Source material section start
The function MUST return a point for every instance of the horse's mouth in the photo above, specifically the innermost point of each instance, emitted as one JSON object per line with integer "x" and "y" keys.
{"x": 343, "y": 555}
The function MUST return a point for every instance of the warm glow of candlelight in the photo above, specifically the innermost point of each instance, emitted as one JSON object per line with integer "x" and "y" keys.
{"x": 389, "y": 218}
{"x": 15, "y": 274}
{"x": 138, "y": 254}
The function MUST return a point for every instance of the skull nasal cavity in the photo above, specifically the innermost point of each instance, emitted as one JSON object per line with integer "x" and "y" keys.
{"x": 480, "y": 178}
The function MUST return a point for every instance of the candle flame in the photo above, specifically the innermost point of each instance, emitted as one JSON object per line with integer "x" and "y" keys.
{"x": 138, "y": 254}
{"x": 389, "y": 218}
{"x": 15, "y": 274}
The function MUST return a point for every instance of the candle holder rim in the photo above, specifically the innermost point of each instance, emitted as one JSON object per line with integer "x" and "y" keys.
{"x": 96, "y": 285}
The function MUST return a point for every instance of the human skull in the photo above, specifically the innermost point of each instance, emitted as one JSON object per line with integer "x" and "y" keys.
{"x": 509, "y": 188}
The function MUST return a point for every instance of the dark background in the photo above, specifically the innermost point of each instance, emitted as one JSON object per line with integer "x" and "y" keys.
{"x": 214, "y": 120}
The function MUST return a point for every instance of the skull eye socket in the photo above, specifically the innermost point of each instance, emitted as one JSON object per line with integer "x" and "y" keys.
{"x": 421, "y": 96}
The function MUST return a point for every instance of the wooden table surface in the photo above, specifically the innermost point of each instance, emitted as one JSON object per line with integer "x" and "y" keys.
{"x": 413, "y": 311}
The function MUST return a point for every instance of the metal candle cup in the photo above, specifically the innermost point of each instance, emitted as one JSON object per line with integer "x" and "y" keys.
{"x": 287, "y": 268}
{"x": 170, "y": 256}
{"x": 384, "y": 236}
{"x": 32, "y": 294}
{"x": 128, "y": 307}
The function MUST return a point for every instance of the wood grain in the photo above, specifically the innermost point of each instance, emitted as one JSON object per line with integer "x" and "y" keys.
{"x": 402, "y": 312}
Source material section end
=== What you have to do ===
All the lines above need to be retyped exactly, with nothing left out.

=== Answer area ===
The function MUST return a point for every instance of the horse's mouth in the photo above, specifically the innermost point of each instance, emitted as one JSON object per line with integer "x" and "y" keys.
{"x": 343, "y": 555}
The function MUST return a point for every instance of the warm glow of candlelight in the photo above, specifically the innermost point of each instance, emitted as one JSON object per line with integer "x" and "y" keys.
{"x": 389, "y": 218}
{"x": 15, "y": 274}
{"x": 138, "y": 254}
The function MUST return a point for every instance of the skull nasal cavity in the photo above, specifically the innermost point of each instance, emitted as one JSON object per line with integer "x" and "y" keys.
{"x": 480, "y": 178}
The function MUST return a point for every instance of the candle flame in the photo above, specifically the innermost point of each instance, emitted as one JSON object per line with integer "x" and "y" keys.
{"x": 138, "y": 254}
{"x": 389, "y": 218}
{"x": 15, "y": 274}
The function MUST return a point for every instance of the candle holder rim in the photo above, specifically the innermost point of each instance, emitted as one JSON object per line with integer "x" and "y" keys.
{"x": 96, "y": 285}
The function MUST return a point for every instance of the human skull in the photo above, specifically the innermost point of each instance, emitted as one JSON object per line with integer "x" and "y" keys.
{"x": 509, "y": 188}
The function MUST return a point for every instance of the dark background in the photo above, specifically the innermost point of each instance, emitted as one JSON object per line with integer "x" and "y" keys.
{"x": 214, "y": 120}
The function MUST return a point for every instance of the skull eye socket in the photo above, specifically the innermost point of each instance, emitted as one JSON object per line with integer "x" and "y" keys.
{"x": 421, "y": 96}
The function MUST return a point for every instance of the wooden table surface in the photo above, specifically the innermost point of each instance, emitted as one JSON object per line with integer "x" and "y" keys.
{"x": 413, "y": 311}
The function MUST return a point for every instance of the metal candle cup in the photo above, specifically the innermost point of each instance, emitted as one JSON object per line with integer "x" and "y" keys.
{"x": 287, "y": 268}
{"x": 170, "y": 256}
{"x": 384, "y": 236}
{"x": 32, "y": 294}
{"x": 128, "y": 307}
The function MUST return a point for every instance of the wood grain in the photo above, specifically the innermost point of each instance, emitted as one JSON object per line with integer "x" and "y" keys.
{"x": 402, "y": 312}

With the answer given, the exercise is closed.